HLTH6218 Palliative and end of life care for people with life-threatening and life-limiting illness level 7

Module Overview

This is an option module within the MSc Professional Practice in Health Sciences

Aims and Objectives

Module Aims

The aims of the module are: The provision of quality palliative and end of life care for people is a fundamental to human dignity and a humane compassionate society (NHS England, 2018). This module is relevant to practitioners of any discipline, working in any setting, with people (and those close to them) with palliative and end of life care needs. The module will develop your understanding of palliative care through critical reflection of clinical practice, patient and family experiences, policy, legal frameworks, research and theory.
☆ ☆ ☆
Required work:
**1)** Answer these questions from the module description:
(a) Within which program is this an option module?
(b) Which source is cited for the statement that quality palliative and end of life care is fundamental to human dignity?
(c) Through critical reflection of what will the module develop your understanding of palliative care?
**2)** Summarize the module description in two sentences.
**3)** Reproduce part of the module description word for word, beginning at the words "Aims and Objectives" and stopping after "research and theory.".
None of the data on this page is needed for the work on the module description.

Excerpted records:
☆ ☆ ☆
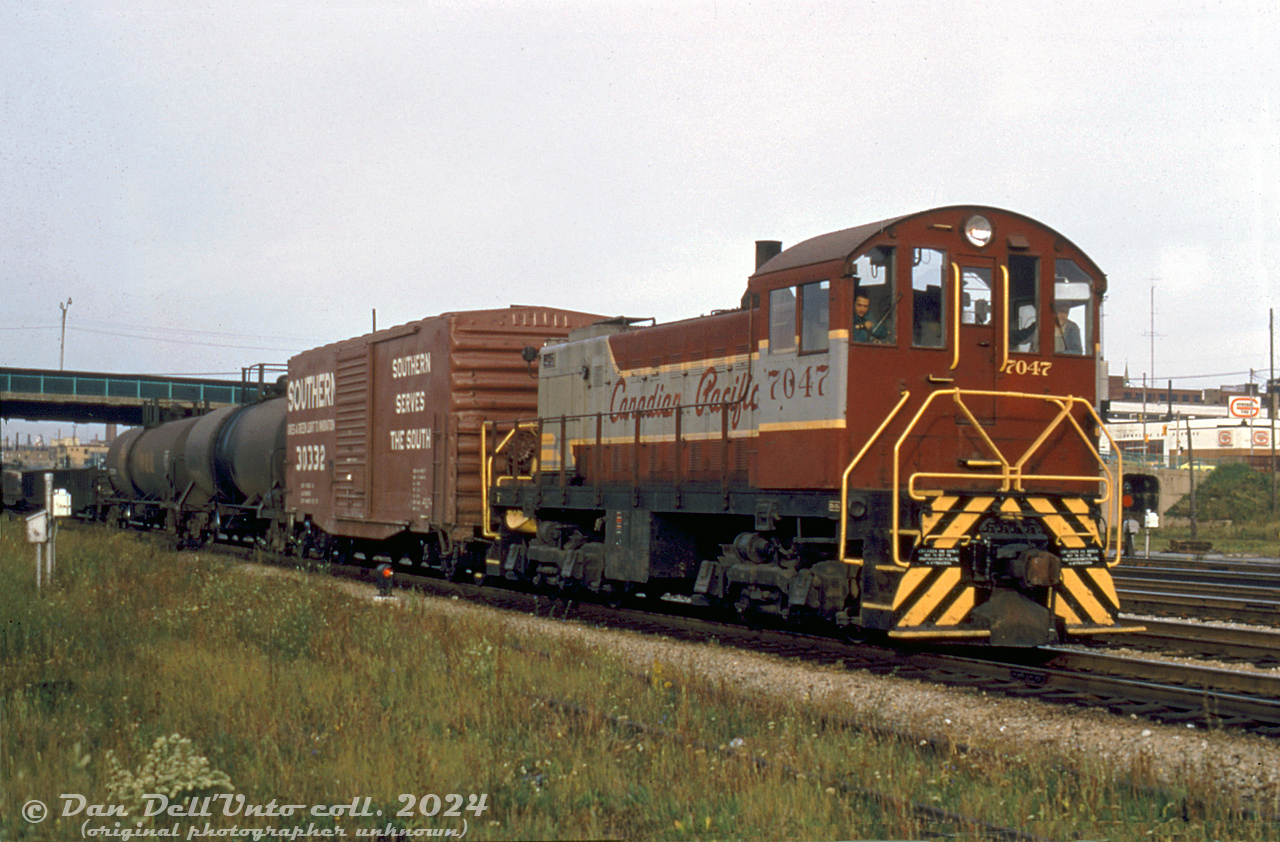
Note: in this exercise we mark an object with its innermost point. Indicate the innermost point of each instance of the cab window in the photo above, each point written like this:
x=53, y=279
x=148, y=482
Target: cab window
☆ ☆ ☆
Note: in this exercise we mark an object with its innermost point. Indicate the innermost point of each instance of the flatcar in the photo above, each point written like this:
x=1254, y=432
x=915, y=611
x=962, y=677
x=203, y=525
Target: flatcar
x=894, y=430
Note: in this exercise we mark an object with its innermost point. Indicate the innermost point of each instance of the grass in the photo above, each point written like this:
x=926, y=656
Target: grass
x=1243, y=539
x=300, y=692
☆ ☆ ☆
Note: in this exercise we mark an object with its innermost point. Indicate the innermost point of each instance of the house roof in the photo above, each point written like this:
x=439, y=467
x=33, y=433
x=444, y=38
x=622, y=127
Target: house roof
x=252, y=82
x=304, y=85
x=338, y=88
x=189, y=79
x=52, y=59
☆ ☆ ☆
Answers per task:
**1)**
(a) The MSc Professional Practice in Health Sciences.
(b) NHS England, 2018.
(c) Clinical practice, patient and family experiences, policy, legal frameworks, research and theory.

**2)** HLTH6218 is a level 7 option module in the MSc Professional Practice in Health Sciences on palliative and end of life care for people with life-threatening and life-limiting illness, which it treats as fundamental to human dignity and a compassionate society. It is relevant to practitioners of any discipline and setting who work with people with these care needs and those close to them, and it develops understanding of palliative care through critical reflection of practice, patient and family experiences, policy, legal frameworks, research and theory.

**3)**
Aims and Objectives

Module Aims

The aims of the module are: The provision of quality palliative and end of life care for people is a fundamental to human dignity and a humane compassionate society (NHS England, 2018). This module is relevant to practitioners of any discipline, working in any setting, with people (and those close to them) with palliative and end of life care needs. The module will develop your understanding of palliative care through critical reflection of clinical practice, patient and family experiences, policy, legal frameworks, research and theory.